▸ **INFORMATION SUPPLIED**:

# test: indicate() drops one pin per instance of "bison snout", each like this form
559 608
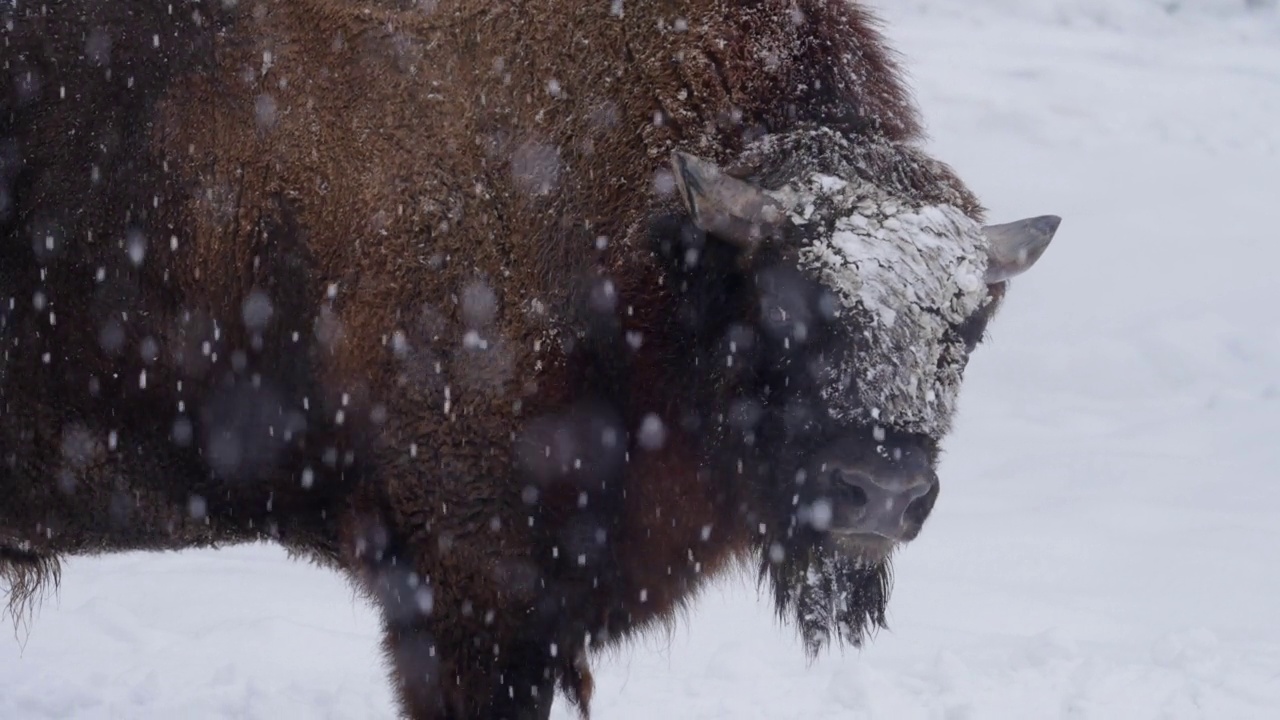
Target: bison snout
872 501
880 505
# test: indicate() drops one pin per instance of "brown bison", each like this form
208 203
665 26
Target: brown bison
530 318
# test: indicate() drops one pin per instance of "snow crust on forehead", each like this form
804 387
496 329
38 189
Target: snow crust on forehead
906 276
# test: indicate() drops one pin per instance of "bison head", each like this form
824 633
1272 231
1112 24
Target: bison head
855 278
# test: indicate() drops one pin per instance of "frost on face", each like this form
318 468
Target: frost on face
906 274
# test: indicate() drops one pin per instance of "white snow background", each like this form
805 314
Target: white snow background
1107 540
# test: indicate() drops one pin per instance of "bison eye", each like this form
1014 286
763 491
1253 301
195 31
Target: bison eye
828 305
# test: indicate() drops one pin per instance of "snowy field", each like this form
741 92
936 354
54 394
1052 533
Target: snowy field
1107 541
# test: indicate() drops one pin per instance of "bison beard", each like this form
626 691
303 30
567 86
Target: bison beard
828 595
27 577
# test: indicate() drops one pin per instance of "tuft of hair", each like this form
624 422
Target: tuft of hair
828 595
27 577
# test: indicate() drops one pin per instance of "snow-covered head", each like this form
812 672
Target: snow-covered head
873 279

▸ **WHAT TO DO**:
Print every record above exactly as written, leaving out the pictures.

▸ **RESPONSE TO THIS TASK**:
# test: indicate() drops one pin per instance of "bison snout", each like this form
559 608
Target: bison snout
872 501
880 505
# test: indicate() drops one pin per instance of "brown bison", each like this form
208 203
665 26
Target: brown bison
530 318
# test: indicate() drops one pin per instance of "snow crust on forehead", each like this form
804 387
496 329
38 189
Target: snow crust on forehead
906 276
# test: indicate() drops one pin per instance of "bison head", each like this form
824 633
1272 231
1112 24
Target: bison head
855 278
# test: indicate() drops one pin per instance of "frost on face", each like this form
318 468
Target: frost on face
906 274
# test: indicate() drops one pin per instance of "white snow background", each like this form
805 314
Target: white snow background
1107 540
# test: indicate() drops one pin per instance of "bison eye", each like this form
1014 286
763 491
1253 301
195 31
Target: bison eye
828 305
# test: indicate() drops one pin per instance of "snowy field", each like this form
741 92
936 354
54 394
1052 533
Target: snowy field
1107 541
# test: indicate() drops one pin per instance of "bison beard", each like this form
626 691
303 30
567 86
Target: bison beard
828 595
27 577
# test: indicate() drops one pin per instance of "tuft of hair", each like this form
624 422
Target: tuft of hair
828 595
27 577
# test: indicate() drops one pin per instance of "snow-covered head", each like this form
812 672
Target: snow-covered head
873 279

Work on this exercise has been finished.